*REQUIRED WORK*
Can you locate every line in the rows below that contains the string "given" and copy each one out?

Start of PROVIDED RECORDS

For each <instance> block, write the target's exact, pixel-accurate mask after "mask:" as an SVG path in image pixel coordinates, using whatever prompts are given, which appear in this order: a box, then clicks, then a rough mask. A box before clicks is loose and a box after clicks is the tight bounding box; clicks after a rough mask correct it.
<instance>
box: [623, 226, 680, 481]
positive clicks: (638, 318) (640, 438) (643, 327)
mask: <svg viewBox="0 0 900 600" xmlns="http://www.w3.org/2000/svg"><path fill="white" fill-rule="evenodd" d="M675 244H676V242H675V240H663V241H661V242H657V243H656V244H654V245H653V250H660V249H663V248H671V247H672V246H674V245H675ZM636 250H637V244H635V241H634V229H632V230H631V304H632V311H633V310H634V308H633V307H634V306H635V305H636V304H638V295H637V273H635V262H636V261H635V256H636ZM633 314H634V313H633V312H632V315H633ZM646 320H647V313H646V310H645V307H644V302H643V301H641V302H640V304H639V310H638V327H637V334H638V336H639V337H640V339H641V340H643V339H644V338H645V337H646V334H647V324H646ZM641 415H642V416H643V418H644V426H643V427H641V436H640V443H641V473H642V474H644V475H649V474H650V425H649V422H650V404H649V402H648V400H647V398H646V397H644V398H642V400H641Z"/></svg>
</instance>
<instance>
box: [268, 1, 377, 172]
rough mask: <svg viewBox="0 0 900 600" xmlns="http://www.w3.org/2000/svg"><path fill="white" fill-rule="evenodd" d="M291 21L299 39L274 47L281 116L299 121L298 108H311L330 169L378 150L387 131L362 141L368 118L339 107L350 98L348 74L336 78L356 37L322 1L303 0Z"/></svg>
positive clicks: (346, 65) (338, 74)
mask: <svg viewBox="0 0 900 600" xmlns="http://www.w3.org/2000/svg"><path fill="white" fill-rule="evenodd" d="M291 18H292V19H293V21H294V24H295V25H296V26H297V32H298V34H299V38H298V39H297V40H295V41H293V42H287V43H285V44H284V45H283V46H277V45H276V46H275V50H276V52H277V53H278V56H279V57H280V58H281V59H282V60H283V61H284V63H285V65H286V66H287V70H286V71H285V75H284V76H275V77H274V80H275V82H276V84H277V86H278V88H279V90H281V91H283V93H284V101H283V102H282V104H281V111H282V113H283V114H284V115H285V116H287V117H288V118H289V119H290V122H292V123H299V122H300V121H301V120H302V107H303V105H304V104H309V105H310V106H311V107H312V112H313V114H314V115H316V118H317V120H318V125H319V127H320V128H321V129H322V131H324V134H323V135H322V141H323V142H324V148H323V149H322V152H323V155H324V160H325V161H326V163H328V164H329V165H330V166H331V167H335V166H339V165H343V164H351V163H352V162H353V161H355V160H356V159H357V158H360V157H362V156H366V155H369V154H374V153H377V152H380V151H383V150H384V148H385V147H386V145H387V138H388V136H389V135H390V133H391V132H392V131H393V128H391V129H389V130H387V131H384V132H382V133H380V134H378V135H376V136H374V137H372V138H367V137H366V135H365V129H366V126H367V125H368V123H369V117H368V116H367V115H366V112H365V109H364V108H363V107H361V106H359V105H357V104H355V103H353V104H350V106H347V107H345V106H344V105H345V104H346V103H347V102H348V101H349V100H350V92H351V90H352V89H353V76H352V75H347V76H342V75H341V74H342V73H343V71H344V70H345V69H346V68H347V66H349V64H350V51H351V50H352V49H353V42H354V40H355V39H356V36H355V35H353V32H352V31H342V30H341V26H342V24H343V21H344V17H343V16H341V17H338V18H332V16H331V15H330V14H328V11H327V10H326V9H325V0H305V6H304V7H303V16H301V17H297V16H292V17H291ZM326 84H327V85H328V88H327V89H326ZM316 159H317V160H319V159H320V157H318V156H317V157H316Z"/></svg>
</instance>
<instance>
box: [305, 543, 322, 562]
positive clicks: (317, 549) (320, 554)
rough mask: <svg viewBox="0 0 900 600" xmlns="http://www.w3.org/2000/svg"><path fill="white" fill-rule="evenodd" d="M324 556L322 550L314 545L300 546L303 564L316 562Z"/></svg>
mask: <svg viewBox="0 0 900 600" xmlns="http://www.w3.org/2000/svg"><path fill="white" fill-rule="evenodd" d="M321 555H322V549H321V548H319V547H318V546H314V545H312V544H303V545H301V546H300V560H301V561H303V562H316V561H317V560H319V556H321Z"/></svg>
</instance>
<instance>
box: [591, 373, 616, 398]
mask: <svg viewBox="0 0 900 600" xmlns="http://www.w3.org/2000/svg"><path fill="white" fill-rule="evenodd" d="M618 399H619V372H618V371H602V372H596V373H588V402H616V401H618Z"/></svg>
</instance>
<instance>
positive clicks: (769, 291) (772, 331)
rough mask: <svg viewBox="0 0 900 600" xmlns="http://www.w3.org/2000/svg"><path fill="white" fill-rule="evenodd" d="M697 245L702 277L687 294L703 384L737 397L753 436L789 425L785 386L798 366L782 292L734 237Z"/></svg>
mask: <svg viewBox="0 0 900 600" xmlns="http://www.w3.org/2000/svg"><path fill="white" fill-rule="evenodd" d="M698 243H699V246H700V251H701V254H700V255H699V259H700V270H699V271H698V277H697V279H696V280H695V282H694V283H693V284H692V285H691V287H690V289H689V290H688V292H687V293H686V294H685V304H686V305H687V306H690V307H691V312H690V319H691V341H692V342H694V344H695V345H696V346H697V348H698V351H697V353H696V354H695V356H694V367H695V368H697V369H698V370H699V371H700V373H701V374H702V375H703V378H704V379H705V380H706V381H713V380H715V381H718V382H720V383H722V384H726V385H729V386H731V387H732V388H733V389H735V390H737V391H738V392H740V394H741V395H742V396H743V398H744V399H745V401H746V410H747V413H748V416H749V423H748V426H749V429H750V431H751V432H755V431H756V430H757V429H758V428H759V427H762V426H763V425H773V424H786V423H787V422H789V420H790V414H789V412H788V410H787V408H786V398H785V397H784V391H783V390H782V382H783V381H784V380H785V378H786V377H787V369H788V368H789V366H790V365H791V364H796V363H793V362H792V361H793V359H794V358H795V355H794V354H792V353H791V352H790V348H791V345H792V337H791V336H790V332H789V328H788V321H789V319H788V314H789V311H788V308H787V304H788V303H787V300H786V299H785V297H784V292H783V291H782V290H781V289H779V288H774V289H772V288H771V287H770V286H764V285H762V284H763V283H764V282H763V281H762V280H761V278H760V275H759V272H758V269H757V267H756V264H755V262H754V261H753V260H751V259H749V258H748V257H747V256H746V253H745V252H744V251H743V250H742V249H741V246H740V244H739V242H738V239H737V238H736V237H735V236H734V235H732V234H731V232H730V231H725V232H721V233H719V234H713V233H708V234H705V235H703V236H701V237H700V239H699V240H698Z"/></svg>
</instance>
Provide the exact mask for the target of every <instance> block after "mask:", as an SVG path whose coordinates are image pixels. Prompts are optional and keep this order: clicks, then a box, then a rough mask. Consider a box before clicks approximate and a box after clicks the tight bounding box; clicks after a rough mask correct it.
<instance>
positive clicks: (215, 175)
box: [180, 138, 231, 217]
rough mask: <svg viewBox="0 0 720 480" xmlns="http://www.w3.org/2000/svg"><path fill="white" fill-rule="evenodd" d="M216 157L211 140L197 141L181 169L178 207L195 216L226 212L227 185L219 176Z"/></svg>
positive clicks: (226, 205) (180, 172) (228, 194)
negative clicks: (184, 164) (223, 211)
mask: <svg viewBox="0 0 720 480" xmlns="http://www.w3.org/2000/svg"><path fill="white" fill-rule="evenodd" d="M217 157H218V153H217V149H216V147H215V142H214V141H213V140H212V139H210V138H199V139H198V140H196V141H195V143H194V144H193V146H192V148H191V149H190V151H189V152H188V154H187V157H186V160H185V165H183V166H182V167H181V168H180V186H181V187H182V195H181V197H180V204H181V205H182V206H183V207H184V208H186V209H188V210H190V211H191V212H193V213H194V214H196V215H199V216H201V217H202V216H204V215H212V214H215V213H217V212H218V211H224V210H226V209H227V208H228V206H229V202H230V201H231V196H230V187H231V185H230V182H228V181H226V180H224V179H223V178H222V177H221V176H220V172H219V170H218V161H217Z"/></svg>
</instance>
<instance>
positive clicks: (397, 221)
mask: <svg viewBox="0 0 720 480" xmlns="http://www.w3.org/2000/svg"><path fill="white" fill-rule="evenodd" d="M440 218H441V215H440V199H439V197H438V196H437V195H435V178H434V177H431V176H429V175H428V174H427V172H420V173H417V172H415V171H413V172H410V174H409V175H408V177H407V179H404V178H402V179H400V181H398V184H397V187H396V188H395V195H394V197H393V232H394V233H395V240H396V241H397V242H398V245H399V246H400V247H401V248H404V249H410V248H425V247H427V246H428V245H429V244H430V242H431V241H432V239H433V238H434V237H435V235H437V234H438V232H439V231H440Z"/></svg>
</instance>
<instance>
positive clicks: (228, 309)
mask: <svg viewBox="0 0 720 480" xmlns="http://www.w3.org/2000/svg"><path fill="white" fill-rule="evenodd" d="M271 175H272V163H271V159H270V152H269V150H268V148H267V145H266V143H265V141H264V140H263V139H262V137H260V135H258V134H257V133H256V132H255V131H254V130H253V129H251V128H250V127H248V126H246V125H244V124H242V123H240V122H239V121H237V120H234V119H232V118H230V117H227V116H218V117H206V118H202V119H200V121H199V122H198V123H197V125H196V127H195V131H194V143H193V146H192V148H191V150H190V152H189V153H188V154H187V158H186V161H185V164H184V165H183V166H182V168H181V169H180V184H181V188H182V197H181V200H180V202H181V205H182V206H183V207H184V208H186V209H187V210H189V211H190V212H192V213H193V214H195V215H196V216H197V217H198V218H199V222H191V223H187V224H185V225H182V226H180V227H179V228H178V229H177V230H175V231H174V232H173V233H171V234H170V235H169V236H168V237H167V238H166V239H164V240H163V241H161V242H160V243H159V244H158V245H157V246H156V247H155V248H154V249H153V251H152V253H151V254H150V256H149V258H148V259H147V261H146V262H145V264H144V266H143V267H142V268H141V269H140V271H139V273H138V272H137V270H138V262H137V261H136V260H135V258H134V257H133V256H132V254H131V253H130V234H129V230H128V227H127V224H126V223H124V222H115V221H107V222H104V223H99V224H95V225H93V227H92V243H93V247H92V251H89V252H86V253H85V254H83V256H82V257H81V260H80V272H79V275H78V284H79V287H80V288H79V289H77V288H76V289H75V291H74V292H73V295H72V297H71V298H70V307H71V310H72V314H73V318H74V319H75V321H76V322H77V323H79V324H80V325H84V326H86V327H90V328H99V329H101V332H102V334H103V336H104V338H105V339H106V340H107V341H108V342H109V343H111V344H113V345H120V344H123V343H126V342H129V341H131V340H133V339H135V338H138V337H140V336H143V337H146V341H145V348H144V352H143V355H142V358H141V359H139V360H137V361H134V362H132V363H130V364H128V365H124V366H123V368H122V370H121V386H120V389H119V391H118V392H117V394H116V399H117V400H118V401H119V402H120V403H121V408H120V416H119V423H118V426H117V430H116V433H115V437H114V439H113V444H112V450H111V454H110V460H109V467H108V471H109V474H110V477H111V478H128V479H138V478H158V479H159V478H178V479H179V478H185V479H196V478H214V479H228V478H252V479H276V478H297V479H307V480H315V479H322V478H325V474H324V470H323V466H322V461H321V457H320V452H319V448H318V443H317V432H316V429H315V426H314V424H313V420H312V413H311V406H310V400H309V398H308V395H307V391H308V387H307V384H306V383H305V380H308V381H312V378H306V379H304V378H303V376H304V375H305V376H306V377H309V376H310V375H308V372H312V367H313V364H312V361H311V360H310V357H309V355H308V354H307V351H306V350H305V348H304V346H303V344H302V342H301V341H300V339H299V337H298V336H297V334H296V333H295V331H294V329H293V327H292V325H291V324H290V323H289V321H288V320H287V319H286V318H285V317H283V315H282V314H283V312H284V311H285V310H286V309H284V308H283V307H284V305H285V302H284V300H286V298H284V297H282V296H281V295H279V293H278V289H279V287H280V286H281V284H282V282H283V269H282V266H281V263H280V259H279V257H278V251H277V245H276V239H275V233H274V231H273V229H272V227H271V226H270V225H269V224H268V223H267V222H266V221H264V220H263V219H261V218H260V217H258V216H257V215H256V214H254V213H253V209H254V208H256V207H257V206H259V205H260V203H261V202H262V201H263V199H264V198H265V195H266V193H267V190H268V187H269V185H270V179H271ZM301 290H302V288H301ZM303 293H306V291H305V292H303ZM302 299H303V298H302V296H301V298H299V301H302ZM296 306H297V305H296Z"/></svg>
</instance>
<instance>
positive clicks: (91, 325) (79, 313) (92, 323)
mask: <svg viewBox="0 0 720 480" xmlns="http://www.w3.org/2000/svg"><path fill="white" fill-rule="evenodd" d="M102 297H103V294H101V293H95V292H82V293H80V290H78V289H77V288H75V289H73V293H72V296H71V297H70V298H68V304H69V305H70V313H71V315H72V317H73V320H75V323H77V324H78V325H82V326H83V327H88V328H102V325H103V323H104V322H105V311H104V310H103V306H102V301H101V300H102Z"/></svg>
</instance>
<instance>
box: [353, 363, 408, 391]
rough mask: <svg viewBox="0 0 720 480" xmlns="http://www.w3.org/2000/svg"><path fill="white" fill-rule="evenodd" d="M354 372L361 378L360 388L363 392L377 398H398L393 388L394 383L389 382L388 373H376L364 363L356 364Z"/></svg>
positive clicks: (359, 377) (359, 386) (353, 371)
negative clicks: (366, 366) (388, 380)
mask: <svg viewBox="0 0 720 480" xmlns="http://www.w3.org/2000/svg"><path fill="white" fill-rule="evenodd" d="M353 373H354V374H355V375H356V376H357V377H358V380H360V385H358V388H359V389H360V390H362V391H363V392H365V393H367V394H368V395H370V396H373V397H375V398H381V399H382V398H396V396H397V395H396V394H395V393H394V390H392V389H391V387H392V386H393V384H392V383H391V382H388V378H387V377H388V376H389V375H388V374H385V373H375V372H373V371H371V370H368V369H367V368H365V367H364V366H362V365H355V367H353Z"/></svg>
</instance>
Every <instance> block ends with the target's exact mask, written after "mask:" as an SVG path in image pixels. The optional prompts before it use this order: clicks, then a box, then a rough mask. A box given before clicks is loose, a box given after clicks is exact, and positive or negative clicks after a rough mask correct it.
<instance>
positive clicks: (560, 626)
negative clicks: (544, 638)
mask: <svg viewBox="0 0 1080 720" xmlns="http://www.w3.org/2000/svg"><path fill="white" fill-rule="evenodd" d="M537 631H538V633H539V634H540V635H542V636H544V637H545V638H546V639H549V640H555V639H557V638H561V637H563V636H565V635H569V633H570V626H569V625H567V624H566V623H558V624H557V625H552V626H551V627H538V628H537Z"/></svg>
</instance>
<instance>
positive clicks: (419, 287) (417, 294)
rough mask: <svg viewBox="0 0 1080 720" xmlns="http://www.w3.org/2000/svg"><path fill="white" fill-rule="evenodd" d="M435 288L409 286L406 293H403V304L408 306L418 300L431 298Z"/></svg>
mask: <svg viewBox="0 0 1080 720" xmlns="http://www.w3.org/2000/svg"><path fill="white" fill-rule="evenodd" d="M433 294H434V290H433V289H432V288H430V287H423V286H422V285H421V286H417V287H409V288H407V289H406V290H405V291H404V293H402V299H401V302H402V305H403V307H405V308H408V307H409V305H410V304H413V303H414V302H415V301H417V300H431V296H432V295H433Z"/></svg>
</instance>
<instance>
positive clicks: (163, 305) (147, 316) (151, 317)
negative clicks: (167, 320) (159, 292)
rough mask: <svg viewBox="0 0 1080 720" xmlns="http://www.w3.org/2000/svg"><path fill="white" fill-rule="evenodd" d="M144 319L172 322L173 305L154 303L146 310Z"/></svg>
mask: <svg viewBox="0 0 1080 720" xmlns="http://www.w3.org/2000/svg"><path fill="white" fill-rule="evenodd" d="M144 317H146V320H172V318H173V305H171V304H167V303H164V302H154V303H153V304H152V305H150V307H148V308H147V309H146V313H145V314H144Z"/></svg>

End of PROVIDED RECORDS

*SOLUTION FOR THIS EXERCISE*
For each <instance> block, write the target's exact, pixel-accurate mask after "mask:" as an SVG path in image pixel coordinates, using whatever prompts are given, which appear in this order: a box, then clicks, then a rough mask. A box before clicks is loose and a box after clicks is the tight bounding box; clicks after a rough mask correct it.
Every <instance> block ends with the target's exact mask, written after "mask:" as an SVG path in image pixels. The optional prompts before it use this order: clicks, then a box, then a rough mask. A box given before clicks is loose, a box given after clicks is exact, and positive or negative clicks after a rough mask correct it.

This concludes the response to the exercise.